#### Records shown
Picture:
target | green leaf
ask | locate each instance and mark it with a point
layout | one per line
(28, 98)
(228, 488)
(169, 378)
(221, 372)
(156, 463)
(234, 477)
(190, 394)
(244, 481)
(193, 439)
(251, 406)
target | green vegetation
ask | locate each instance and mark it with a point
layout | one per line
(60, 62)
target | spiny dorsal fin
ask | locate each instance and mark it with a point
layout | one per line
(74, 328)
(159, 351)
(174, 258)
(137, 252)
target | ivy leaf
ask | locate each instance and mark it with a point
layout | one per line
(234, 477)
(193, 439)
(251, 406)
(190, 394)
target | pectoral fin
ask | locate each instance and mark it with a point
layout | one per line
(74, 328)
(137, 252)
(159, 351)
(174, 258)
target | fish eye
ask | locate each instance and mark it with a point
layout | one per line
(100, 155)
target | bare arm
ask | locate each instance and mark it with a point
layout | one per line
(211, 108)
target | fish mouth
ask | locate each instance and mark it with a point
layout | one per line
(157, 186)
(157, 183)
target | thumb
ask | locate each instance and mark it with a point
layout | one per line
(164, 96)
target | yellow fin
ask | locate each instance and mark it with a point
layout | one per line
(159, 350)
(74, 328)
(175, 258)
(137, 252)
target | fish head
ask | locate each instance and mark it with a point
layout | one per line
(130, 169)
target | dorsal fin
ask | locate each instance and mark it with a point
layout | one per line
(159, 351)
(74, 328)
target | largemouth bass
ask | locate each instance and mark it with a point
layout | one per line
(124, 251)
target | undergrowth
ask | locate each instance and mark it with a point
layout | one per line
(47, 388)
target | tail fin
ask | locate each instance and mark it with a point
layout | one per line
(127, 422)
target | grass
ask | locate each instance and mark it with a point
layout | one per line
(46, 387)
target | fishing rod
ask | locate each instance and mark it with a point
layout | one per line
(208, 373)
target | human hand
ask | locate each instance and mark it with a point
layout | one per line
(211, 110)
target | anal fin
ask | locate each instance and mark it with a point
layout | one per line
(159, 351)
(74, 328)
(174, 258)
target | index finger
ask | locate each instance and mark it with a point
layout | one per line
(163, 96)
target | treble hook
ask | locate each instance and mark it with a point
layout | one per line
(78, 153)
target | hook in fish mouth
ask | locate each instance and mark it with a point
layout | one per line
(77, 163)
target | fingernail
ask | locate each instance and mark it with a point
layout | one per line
########
▶ _What you have to do_: Reproduce the lines from the one containing "target | grass" through the end of the items, inclusive, with each request kept in place. Multiply every point coordinate in the answers by 1.8, rounding to whole numbers with halves rounded up.

▶ _Complete response_:
target | grass
ask | locate each instance and mark it with a point
layout | one per line
(83, 697)
target | fishing rod
ask | locate each instance and mark it with a point
layout | one per line
(374, 671)
target | human hand
ask | locate each instance and mark it with a point
layout | one per line
(380, 198)
target | anal fin
ask | locate each instance and mark it with a point
layout | one per line
(286, 632)
(133, 590)
(313, 464)
target | index finger
ask | locate each instance and mark it with a point
layout | one per line
(293, 173)
target | treble hook
ask | locate each instance and mark it with a point
layout | one per line
(140, 275)
target | hook in fish mouth
ask | locate each instance and mark it with a point
layout | one per line
(139, 293)
target | fingernail
ask | locate each instance and mark it with a point
layout | one per line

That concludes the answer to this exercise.